::: 本文 :::
アダム・ドライバーが語る、世界が恋をした最強の悪役

Carlos Serrao for Rolling Stone

アダム・ドライバーの苦悩と陰鬱な激しさゆえ、世界は『スター・ウォーズ』最強の悪役に恋をしたーー。米ローリングストーン誌の最新号の表紙を飾ったアダム・ドライバー、そのカバーストーリー完全翻訳をお届けする。

彼がやってきた。のちにマーティン・スコセッシが「同世代の中で一番とはいかないまでも、最高の部類に属する役者」と評することになる俳優は、銀河系のはみ出し者のようないでたちで、これまで見た中でもっとも巨大だと思われる撮影セットへと歩みを進めた――ヘルメットの隙間から見えていればの話だが。

インディアナ州の小さな町を出て、子どもの頃レンタルビデオで見た映画の監督たちと一緒に仕事をするという特権をようやく手にしたアダム・ドライバーにとって、「目の前のことに持てる力のすべてを注ぐ」という義務は当たり前のことだった。考えられるあらゆる選択肢を試すことを厭わず、役に命を吹き込むためには手段を選ばない。だが2014年半ばのこの日、『スター・ウォーズ/フォースの覚醒』の最初の撮影で、ドライバーは少々トーンダウンしなくてはならなかった。
:::
#### 課題の指示
上のアダム・ドライバーについての本文を、一字も変えずに最初から最後までもう一度書き出すこと。
::: データ :::
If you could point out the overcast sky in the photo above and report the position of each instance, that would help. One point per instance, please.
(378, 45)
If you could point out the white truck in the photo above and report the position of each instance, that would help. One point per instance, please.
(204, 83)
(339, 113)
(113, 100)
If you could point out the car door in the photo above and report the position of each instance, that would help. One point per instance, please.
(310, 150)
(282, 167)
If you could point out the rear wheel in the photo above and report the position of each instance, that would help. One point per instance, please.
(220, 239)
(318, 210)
:::
#### この課題の解答
アダム・ドライバーが語る、世界が恋をした最強の悪役

Carlos Serrao for Rolling Stone

アダム・ドライバーの苦悩と陰鬱な激しさゆえ、世界は『スター・ウォーズ』最強の悪役に恋をしたーー。米ローリングストーン誌の最新号の表紙を飾ったアダム・ドライバー、そのカバーストーリー完全翻訳をお届けする。

彼がやってきた。のちにマーティン・スコセッシが「同世代の中で一番とはいかないまでも、最高の部類に属する役者」と評することになる俳優は、銀河系のはみ出し者のようないでたちで、これまで見た中でもっとも巨大だと思われる撮影セットへと歩みを進めた――ヘルメットの隙間から見えていればの話だが。

インディアナ州の小さな町を出て、子どもの頃レンタルビデオで見た映画の監督たちと一緒に仕事をするという特権をようやく手にしたアダム・ドライバーにとって、「目の前のことに持てる力のすべてを注ぐ」という義務は当たり前のことだった。考えられるあらゆる選択肢を試すことを厭わず、役に命を吹き込むためには手段を選ばない。だが2014年半ばのこの日、『スター・ウォーズ/フォースの覚醒』の最初の撮影で、ドライバーは少々トーンダウンしなくてはならなかった。